▸ Information shown:
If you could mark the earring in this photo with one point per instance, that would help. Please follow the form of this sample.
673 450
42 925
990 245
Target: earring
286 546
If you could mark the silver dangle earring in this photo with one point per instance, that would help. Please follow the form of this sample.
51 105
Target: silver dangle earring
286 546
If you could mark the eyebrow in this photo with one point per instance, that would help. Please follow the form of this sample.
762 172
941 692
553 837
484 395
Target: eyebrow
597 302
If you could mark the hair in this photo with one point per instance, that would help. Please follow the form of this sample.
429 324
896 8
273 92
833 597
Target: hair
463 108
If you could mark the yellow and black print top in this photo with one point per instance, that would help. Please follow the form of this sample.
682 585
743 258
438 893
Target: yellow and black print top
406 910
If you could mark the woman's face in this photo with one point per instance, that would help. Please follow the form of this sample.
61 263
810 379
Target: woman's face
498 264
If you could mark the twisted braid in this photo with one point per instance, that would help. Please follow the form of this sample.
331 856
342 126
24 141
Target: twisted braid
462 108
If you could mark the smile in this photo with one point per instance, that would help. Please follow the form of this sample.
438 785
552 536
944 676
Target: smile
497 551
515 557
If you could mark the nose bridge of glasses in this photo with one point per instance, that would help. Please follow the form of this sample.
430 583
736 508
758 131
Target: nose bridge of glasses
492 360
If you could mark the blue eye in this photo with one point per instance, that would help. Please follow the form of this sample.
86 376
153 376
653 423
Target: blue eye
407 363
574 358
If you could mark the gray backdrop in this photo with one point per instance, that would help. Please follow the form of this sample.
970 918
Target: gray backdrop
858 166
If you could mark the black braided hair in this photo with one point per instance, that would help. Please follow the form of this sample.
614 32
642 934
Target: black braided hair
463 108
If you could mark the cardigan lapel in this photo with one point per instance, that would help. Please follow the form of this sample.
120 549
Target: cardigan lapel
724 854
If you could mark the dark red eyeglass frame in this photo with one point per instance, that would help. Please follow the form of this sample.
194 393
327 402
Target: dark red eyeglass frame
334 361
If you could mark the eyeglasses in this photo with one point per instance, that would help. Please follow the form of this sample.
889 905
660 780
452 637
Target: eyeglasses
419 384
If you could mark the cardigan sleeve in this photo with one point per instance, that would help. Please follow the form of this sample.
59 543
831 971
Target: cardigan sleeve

▸ Work instructions:
Rescale everything from the line containing "If you could mark the black" down to the end of the entries, and give back only those lines, requests included, with each answer coordinate multiplied by 2.5 and rounded to a whole number, halves rounding up. Leave the request wording and its sample numbers as they are.

▸ Result:
If you could mark the black braided hair in this photo with one point per instance, that would help. Please follow the form of this sample.
614 32
642 934
Target: black braided hair
1158 270
If you could mark the cardigan lapel in this photo with one point per instance, that would help. Please follow the form of this sample.
120 549
Target: cardigan lapel
1810 2135
If you could mark the dark red eyeglass frame in this photo with one point per instance, that would help. Please follow the form of this sample.
194 393
327 402
Target: dark red eyeglass frame
835 903
If you could mark the eyeglasses in this photo with one point per instance, that would help. Please follow the form of this sample.
889 905
660 780
452 637
Target: eyeglasses
1048 960
If you could mark the cardigan sleeve in this photo with one point per instance, that would help. Please follow the form of this sample.
59 543
831 971
Target: cardigan sleeve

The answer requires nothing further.